Brief a - Transcribe the article on Ireland's emissions reduction from "Ireland ‘kicking the" up to and including "Summit in Dublin.".

-=-=-

Ireland ‘kicking the can down the road’ on emissions reduction, says climatologist

While Ireland is making progress on emissions reduction, this falls far short of the reductions achieved elsewhere in Europe, Professor John Sweeney of Maynooth University has told the Business Post ESG & Sustainable Business Summit.

While Ireland is making progress on emissions reduction, this falls far short of the reductions achieved elsewhere in Europe, Professor John Sweeney of Maynooth University has told the Business Post ESG & Sustainable Business Summit in Dublin.

As Sweeney, a noted climatologist and climate change expert, told the summit, Ireland remains significantly off-track when it comes to delivering meaningful emissions reductions, adding that the weakening of EU sustainability directives, particularly around due diligence and reporting, have slowed momentum.

“We have legal obligations to reduce our emissions by 51% on our 2018 values, and that, of course, is something that is uppermost in the minds of our decision-makers, one would hope,” Sweeney told the summit. “It does look as if we’re going to come close to reaching the first of those carbon budgets when the results will be announced in a couple of weeks’ time. […] But if you look at what we’re expected to do from 2026 to 2030 – that’s a very, very difficult task indeed.”

-=-=-

Brief b - In the listing that follows, restate word for word every line from the one containing "For this exercise we mark the wristwatch" up to and including the last line of the listing.

-=-=-

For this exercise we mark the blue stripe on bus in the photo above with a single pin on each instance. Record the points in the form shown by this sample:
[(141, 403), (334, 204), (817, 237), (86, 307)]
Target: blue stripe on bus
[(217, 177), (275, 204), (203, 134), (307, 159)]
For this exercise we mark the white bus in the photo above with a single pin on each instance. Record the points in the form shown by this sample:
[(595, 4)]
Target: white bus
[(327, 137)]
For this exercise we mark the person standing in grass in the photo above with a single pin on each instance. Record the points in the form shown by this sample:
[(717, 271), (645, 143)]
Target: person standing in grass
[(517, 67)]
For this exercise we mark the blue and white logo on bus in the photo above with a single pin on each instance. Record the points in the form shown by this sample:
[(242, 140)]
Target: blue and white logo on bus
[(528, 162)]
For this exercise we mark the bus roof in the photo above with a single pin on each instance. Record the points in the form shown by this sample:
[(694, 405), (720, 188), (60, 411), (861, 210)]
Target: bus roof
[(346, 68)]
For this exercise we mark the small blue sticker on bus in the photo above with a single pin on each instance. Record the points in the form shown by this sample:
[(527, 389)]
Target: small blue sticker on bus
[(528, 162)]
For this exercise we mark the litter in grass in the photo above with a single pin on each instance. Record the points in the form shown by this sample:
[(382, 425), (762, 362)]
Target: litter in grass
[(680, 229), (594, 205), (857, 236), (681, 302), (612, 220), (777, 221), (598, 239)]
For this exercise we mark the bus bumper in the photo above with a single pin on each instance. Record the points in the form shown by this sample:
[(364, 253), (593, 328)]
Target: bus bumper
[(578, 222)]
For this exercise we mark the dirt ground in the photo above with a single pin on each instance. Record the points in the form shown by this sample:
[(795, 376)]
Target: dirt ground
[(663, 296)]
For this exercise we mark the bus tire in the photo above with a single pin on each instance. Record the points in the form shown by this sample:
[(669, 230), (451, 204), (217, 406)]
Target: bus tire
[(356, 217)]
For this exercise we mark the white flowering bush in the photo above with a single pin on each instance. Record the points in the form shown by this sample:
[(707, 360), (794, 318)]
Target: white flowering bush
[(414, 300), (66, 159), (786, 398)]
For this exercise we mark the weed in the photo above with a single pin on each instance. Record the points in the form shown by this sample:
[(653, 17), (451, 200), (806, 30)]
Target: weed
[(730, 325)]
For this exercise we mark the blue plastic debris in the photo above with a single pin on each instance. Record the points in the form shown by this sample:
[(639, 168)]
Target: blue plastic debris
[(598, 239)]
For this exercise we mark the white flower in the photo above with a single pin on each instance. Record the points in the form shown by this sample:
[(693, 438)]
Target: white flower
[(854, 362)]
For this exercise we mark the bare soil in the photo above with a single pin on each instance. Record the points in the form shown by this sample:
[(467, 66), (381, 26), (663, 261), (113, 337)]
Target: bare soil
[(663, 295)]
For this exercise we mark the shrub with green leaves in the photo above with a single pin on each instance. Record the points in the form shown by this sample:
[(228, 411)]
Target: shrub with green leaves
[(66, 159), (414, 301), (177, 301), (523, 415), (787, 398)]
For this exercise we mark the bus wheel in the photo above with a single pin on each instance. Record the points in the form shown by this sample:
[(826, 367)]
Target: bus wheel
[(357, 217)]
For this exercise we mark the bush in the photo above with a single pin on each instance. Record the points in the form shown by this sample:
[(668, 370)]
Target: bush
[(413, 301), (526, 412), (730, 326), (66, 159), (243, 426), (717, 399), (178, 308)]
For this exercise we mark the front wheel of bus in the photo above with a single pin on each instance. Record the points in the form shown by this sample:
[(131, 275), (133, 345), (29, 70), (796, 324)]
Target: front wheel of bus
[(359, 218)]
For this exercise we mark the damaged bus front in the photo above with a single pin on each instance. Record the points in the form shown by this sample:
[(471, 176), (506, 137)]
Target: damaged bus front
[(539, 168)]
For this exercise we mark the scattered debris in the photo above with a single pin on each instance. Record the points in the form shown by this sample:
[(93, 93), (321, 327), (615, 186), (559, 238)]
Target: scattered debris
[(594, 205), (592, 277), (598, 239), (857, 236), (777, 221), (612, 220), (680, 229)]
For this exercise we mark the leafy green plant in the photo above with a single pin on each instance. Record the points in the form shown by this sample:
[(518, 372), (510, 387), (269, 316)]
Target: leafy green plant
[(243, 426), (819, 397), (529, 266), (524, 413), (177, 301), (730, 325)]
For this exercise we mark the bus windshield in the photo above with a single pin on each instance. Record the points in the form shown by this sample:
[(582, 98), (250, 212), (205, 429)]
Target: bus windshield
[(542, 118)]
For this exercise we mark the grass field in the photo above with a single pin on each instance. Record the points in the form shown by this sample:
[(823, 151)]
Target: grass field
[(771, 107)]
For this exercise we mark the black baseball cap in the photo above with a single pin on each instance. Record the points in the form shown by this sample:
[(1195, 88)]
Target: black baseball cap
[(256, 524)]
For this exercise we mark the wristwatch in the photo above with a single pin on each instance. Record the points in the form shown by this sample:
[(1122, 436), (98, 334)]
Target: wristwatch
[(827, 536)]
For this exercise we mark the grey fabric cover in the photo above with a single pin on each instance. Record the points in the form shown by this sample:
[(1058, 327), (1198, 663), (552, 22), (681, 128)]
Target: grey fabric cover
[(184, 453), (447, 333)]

-=-=-

Correct answer a -
Ireland ‘kicking the can down the road’ on emissions reduction, says climatologist

While Ireland is making progress on emissions reduction, this falls far short of the reductions achieved elsewhere in Europe, Professor John Sweeney of Maynooth University has told the Business Post ESG & Sustainable Business Summit.

While Ireland is making progress on emissions reduction, this falls far short of the reductions achieved elsewhere in Europe, Professor John Sweeney of Maynooth University has told the Business Post ESG & Sustainable Business Summit in Dublin.

Correct answer b -
For this exercise we mark the wristwatch in the photo above with a single pin on each instance. Record the points in the form shown by this sample:
[(1122, 436), (98, 334)]
Target: wristwatch
[(827, 536)]
For this exercise we mark the grey fabric cover in the photo above with a single pin on each instance. Record the points in the form shown by this sample:
[(1058, 327), (1198, 663), (552, 22), (681, 128)]
Target: grey fabric cover
[(184, 453), (447, 333)]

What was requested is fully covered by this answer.